_Stored items_
┄┄┄┄┄┄┄┄┄┄
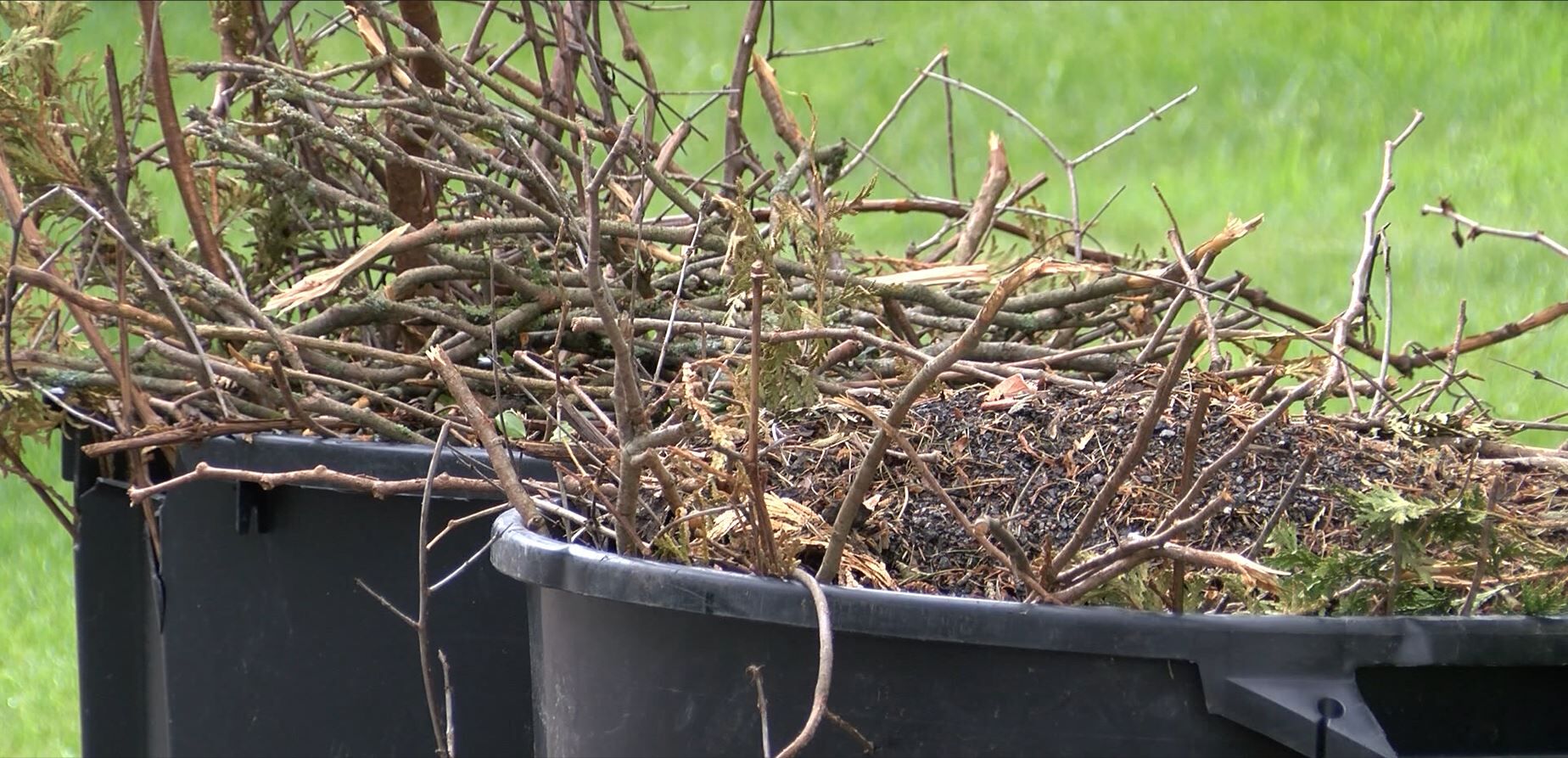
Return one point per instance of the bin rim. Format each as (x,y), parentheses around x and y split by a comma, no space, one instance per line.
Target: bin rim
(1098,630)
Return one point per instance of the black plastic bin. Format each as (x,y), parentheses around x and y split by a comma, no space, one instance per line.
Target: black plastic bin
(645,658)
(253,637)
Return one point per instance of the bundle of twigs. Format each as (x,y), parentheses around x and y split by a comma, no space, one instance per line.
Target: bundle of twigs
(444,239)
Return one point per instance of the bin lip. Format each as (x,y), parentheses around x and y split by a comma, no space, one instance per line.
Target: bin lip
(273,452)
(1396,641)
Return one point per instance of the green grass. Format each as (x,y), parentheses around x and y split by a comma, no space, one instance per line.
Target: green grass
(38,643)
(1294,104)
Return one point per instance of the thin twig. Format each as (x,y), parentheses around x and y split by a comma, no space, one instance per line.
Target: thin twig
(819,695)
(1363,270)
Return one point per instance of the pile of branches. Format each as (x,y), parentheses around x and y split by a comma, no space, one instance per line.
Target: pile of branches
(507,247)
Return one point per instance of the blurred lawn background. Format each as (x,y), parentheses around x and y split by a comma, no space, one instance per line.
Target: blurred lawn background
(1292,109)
┄┄┄┄┄┄┄┄┄┄
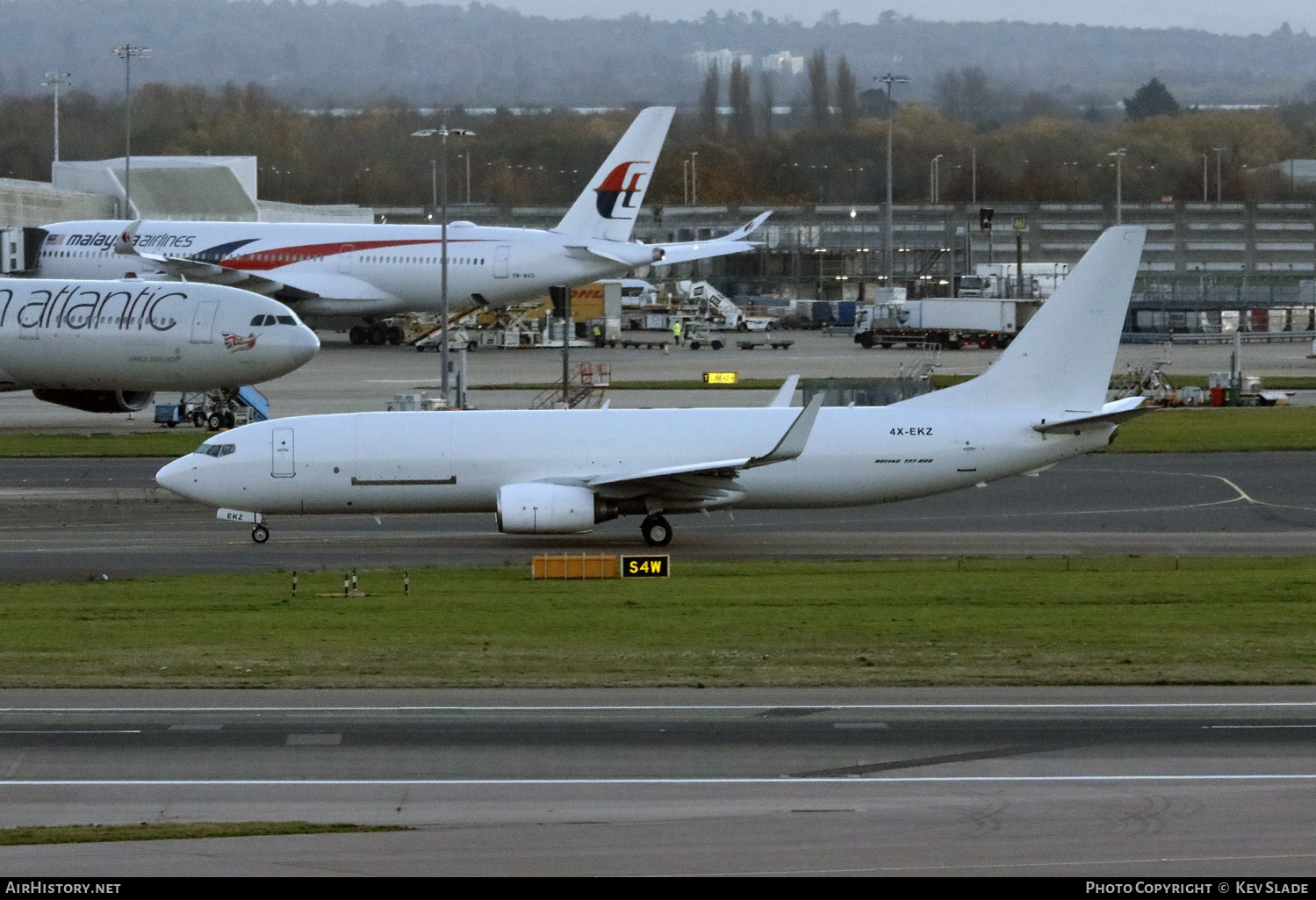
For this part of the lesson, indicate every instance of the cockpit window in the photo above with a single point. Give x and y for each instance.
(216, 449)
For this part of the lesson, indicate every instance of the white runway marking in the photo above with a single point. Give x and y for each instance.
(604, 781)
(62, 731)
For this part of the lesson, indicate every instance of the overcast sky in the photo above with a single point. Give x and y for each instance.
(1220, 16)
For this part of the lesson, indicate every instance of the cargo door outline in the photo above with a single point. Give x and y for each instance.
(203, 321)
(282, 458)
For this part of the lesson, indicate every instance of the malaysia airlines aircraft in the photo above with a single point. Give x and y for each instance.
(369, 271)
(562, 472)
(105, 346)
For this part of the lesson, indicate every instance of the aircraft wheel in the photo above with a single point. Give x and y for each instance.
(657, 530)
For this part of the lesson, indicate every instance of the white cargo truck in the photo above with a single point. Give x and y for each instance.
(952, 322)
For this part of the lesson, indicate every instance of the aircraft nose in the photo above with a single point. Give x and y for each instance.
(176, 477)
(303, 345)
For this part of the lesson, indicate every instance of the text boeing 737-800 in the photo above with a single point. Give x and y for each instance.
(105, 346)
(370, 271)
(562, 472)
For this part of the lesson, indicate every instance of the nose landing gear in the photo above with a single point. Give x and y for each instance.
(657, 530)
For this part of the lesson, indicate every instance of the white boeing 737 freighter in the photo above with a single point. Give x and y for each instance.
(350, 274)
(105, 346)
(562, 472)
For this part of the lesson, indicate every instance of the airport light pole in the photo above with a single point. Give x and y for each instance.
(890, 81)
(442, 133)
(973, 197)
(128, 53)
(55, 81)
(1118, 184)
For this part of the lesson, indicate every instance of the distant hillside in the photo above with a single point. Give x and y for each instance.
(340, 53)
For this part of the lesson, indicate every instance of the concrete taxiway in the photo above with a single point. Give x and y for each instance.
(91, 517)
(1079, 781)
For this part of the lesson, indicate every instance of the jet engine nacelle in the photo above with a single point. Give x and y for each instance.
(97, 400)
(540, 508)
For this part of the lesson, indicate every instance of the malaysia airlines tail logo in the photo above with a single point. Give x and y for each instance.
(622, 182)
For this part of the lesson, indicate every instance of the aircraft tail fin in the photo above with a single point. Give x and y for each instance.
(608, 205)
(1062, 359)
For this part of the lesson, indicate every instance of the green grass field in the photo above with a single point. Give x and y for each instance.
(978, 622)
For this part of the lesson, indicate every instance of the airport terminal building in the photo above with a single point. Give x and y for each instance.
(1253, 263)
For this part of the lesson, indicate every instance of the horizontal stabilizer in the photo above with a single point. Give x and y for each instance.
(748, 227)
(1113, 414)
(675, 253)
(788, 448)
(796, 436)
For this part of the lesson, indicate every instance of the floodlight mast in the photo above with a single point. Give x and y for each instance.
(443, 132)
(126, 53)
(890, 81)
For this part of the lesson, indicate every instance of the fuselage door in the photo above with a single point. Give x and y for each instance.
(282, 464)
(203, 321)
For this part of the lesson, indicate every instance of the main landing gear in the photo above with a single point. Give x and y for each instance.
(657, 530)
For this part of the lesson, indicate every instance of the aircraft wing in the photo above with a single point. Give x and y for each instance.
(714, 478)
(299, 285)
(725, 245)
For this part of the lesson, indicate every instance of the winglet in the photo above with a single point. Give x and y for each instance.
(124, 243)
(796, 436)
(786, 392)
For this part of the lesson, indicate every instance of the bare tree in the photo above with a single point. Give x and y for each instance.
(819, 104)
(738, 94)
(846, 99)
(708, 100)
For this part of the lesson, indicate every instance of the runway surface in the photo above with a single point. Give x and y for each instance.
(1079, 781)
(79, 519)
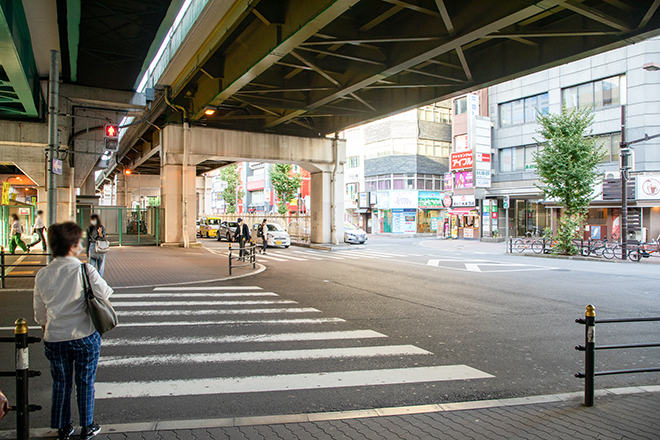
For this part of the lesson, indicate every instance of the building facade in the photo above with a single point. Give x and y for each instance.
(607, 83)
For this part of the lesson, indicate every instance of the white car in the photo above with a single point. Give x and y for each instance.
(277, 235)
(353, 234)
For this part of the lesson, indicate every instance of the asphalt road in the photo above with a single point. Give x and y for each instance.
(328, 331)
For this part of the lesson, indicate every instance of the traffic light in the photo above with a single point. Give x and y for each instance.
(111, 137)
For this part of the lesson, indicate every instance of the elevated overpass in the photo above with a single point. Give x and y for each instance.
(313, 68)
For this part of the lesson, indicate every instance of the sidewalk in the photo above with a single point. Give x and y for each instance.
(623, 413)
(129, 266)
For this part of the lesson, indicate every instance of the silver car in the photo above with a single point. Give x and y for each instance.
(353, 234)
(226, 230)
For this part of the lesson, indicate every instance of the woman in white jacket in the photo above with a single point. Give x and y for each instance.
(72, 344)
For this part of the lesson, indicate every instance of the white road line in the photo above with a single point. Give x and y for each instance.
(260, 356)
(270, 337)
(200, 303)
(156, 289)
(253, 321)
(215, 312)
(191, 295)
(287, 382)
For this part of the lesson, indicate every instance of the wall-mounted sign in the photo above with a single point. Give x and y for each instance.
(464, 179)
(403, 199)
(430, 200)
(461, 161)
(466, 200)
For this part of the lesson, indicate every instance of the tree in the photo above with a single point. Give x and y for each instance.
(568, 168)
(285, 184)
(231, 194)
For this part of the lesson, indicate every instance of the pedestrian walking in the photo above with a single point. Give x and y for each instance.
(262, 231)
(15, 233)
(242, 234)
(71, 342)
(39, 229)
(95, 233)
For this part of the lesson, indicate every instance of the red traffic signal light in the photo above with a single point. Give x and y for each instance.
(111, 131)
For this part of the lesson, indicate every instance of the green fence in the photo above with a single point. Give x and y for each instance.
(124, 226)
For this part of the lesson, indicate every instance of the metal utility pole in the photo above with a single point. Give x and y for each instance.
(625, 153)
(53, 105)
┄┄┄┄┄┄┄┄┄┄
_EXERCISE REQUIREMENTS_
For each line of the entries that holds the word "around", pull that line out.

_RESULT FOR THIS EXERCISE_
Return one point per instance of the bin rim. Format each as (x,y), parentheses around x and y split by a comma, no space, one instance per line.
Return one point per instance of the black plastic bin. Format each as (x,y), parentheses around x and y split by a comma, no space, one instance per line.
Return one point per instance of the bundle of twigs. Format each as (x,y), parentheses around x and y split by a comma, no space, one instance per line.
Return one point per instance of the bin lip. Format each as (x,y), parentheses around x and y split by a comma, no space, one instance per line.
Return one point per instance of the green grass. Format each as (x,y), parentheses around x and y split by a comma, no space, one instance per line.
Return one point per instance of the thin twig. Format each as (x,y), parentheses around x and y split by a comma, no space, one instance per line.
Return one point per instance of the pile of branches. Format each as (x,y), parentheses around x and y split by a comma, no space, one instance per line.
Return one point per instance of the blurred lawn background. Format each as (x,y), parentheses around x and y split by a comma, no space, one instance per line.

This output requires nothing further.